Short exercise 1 »
Answer these questions from the thread about finding a gunsmith near Winder:
(a) What make, model, and caliber is the rifle that needs repair?
(b) In which town is the Shooter's Den located?
(c) What does WGSNewnan advise having plugged if the barrel is welded?
Short exercise 2 » Reproduce word for word the part of the thread about finding a gunsmith near Winder from "## hoochfisher (Jan" to "they come !!!!!".

# I need a gunsmith near Winder



## bravozulu1469 (Jan 9, 2011)

I have my grandfathers aka my fathers aka my (in due time) Savage model 99a .308 lever action that blew part of the barell out and need it to be welded back for preservation. Any suggestion's


----------



## Nitro (Jan 10, 2011)

Good luck with that project. 

Replacement barrels for Savage 99s are impossible to find.


----------



## 1devildog (Jan 10, 2011)

Post some pics of what you are wanting done! Also to add, this repair would only make the rifle a wall hanger, NOT SAFE TO SHOOT!!!! you would need to find another barrel and have the rest of the rifle checked out befor it could EVER be shot agan.


----------



## bravozulu1469 (Jan 13, 2011)

It would be just a decor piece. The rifle is all one piece, so unlike other's that you can just put another barrel on, the entire reciever, lever and barrel are just a big piece of metal. I hate that about the gun, but it is the way Savage made them. 
Ill get some pics up soon


----------



## Twenty five ought six (Jan 13, 2011)

Your call, but the barrels on Savages come off just like every other rifle.

Finding one will be an issue.


----------



## Gunplumber Mike (Jan 13, 2011)

I can think of several shops that would be glad to turn you a new barrell if you seriously want to put it back in service.  Or I'd be glad to purchase the carcass.


----------



## bravozulu1469 (Jan 13, 2011)

Twenty five ought six said:


> Your call, but the barrels on Savages come off just like every other rifle.
> 
> Finding one will be an issue.



Really ? I will look again, but the last time I pulled it out of the closet a year or two ago, it looked as though the entire barrell and reciever was one piece. It is a lever action, but Ill look again, but Savage cannot help since this was made before their "restructuring". I appreciate it


----------



## Antmunch (Jan 14, 2011)

I would check with Tom at the Shooter's Den. He is in Watkinsville. I have not had any long gun work done there, but by looking at his shop that is his primary work. His number is 706-310-1234.


----------



## WGSNewnan (Jan 15, 2011)

if you are gonna weld up the barrel - make sure you also have them plug the breach. you certainly dont want someone in the future trying to shoot the weapon.


----------



## Cottontail (Jan 15, 2011)

Thers a guy( Gunsmith) on Hancock Bridge Rd in Winder Ga . You may be able to get his name from Bigbarrow on here he makes custom guns and does great work just dont advertise.


----------



## hoochfisher (Jan 15, 2011)

> Anyone around the Walton County area. Colley Jackson is located between Social Circle and Hard Labor Creek State Park on Knox Chapel Rd. He's as good as they come !!!!!
> 
> 770-464-3805
> 770-464-4237




Very nice gentleman. Very nice work. Fast too! He got me fixed up in about 10 minutes. On Christmas eve no less!


----------

Dataset section »
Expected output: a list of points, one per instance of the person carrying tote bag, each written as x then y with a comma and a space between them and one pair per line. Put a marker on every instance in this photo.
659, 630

Exercise output 1 »
(a) A Savage model 99a .308 lever action.
(b) Watkinsville.
(c) The breach.

Exercise output 2 »
## hoochfisher (Jan 15, 2011)

> Anyone around the Walton County area. Colley Jackson is located between Social Circle and Hard Labor Creek State Park on Knox Chapel Rd. He's as good as they come !!!!!